(Records from a dataset)
[Start of Attachment]
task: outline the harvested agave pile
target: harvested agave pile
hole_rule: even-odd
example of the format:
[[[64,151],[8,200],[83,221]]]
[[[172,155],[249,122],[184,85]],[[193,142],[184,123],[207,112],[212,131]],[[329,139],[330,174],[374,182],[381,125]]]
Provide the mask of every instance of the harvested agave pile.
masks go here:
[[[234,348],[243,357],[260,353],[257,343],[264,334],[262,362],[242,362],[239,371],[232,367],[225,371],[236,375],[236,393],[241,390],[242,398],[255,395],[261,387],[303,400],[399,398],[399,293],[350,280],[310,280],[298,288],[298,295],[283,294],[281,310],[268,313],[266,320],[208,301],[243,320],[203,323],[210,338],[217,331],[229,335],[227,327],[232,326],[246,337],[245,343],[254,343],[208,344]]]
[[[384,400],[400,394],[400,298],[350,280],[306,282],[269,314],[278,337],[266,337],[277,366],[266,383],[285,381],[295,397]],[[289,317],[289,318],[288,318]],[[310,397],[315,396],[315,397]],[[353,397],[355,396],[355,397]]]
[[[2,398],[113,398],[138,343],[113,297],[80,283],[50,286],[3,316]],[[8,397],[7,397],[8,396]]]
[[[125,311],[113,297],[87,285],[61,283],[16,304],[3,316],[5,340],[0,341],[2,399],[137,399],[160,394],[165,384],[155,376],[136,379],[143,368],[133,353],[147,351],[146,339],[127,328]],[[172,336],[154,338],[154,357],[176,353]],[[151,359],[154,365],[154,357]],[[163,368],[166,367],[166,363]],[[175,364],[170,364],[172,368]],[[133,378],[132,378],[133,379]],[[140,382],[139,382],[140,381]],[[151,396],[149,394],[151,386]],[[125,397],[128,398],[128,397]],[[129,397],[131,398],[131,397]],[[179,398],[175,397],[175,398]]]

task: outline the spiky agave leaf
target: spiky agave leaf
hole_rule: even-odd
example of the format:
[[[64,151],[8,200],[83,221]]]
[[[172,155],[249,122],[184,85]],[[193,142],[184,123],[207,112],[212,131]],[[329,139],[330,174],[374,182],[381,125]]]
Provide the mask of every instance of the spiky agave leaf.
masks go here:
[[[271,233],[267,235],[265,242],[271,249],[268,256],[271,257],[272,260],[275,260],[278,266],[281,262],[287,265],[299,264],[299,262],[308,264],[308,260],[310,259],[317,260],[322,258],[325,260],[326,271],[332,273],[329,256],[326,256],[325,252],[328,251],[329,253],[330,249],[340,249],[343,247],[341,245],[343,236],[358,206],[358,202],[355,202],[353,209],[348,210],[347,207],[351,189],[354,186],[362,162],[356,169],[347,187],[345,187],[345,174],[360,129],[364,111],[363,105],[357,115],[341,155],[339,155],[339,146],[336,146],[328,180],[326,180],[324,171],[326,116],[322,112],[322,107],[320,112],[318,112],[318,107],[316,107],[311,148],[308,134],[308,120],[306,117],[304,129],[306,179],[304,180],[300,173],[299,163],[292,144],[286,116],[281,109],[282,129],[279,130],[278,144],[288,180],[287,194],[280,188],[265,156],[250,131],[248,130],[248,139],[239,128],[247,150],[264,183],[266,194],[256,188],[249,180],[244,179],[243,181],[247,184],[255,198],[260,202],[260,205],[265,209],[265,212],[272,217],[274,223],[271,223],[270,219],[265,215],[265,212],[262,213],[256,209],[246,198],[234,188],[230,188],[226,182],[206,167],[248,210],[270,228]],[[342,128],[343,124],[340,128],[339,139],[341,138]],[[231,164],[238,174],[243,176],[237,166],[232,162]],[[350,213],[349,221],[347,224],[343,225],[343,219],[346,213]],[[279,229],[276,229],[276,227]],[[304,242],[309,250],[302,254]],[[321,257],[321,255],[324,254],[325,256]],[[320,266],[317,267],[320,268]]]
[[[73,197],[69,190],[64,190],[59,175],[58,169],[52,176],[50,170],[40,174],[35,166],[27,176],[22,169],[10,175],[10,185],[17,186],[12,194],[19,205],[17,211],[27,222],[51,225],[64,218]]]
[End of Attachment]
> **Work instruction**
Each line from the start of the records through the line holding "Provide the mask of every instance of the harvested" must be returned exactly; nothing else belongs in the answer.

> **Expected answer**
task: outline the harvested agave pile
target: harvested agave pile
hole_rule: even-odd
example of the format:
[[[64,151],[8,200],[83,221]]]
[[[172,155],[249,122],[184,85]],[[193,142],[184,123],[207,112],[212,131]],[[329,139],[330,174],[374,182],[381,125]]]
Provide the mask of every instance of the harvested agave pile.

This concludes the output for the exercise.